> TAREA ASIGNADA A: Enumera todo lo que, según el bloque de texto que aparece más abajo, identifican los saltos abruptos de color.

> BLOQUE DE TEXTO:
==========

Las influencias se multiplican en estos cuadros para formar una mirada personal, capaz de crear piezas con significado propio, en las que los horizontes en diagonal cobran sentidos sorprendentes, donde los saltos abruptos de color identifican días y noches, luminosidad y oscuridad, y donde aparecen incluso resonancias orientales, donde la lasitud zen de un encuadre general se convierte en la histeria de piezas y fragmentos arrebujados en una mirada cercana, capaz de convertir la tranquilidad en caos.

==========

> REGISTROS DE DATOS:
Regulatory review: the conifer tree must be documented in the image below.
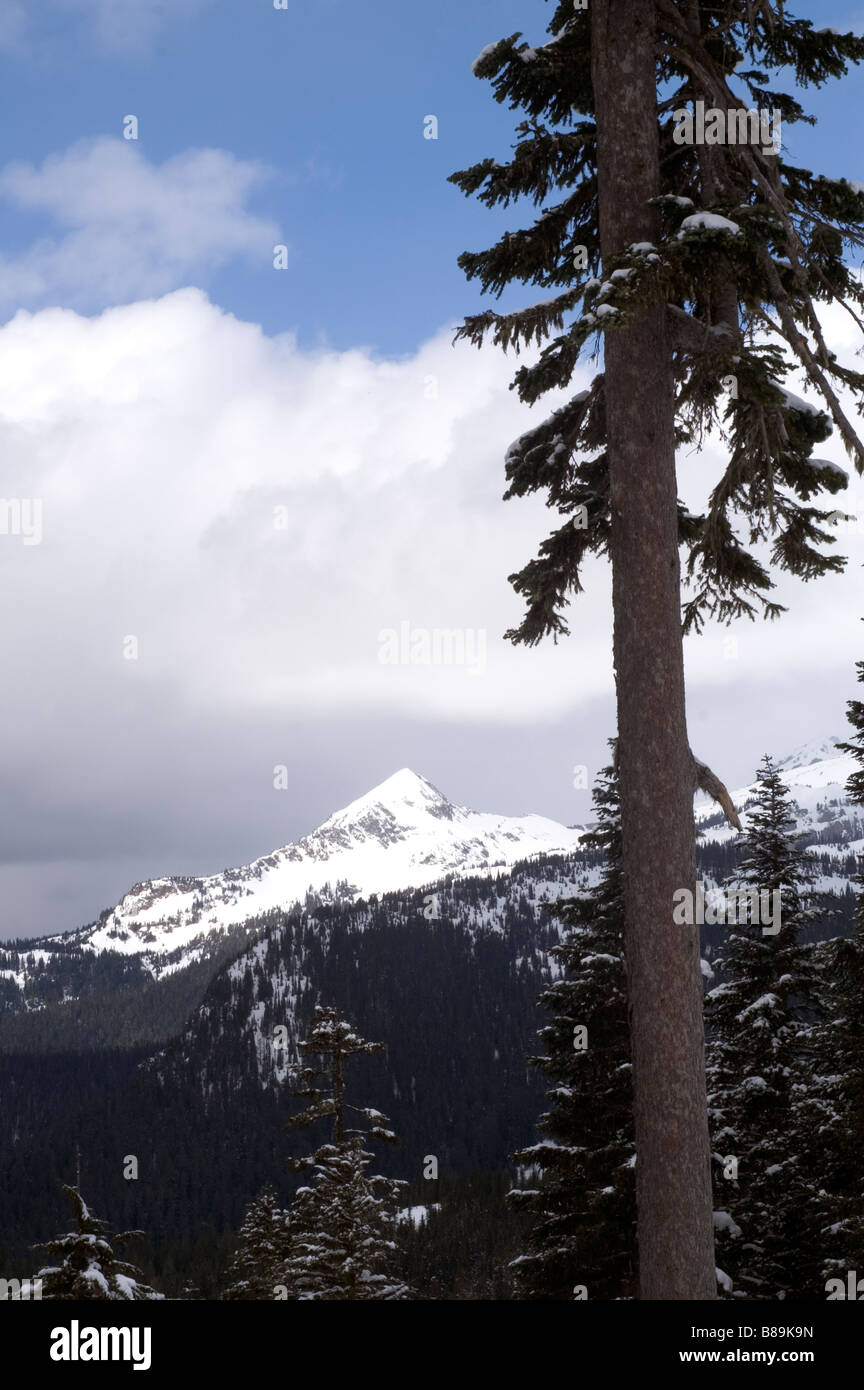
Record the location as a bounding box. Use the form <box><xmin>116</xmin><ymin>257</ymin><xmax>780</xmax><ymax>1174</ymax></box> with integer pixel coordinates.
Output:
<box><xmin>33</xmin><ymin>1184</ymin><xmax>164</xmax><ymax>1302</ymax></box>
<box><xmin>224</xmin><ymin>1186</ymin><xmax>288</xmax><ymax>1298</ymax></box>
<box><xmin>279</xmin><ymin>1005</ymin><xmax>411</xmax><ymax>1301</ymax></box>
<box><xmin>821</xmin><ymin>662</ymin><xmax>864</xmax><ymax>1280</ymax></box>
<box><xmin>453</xmin><ymin>0</ymin><xmax>864</xmax><ymax>1298</ymax></box>
<box><xmin>707</xmin><ymin>758</ymin><xmax>828</xmax><ymax>1298</ymax></box>
<box><xmin>510</xmin><ymin>767</ymin><xmax>636</xmax><ymax>1300</ymax></box>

==========

> TAREA ASIGNADA B: Muestra cada línea de los registros que contenga la palabra "Regulatory".

> RESPUESTA A: días, noches, luminosidad, oscuridad

> RESPUESTA B:
Regulatory review: the conifer tree must be documented in the image below.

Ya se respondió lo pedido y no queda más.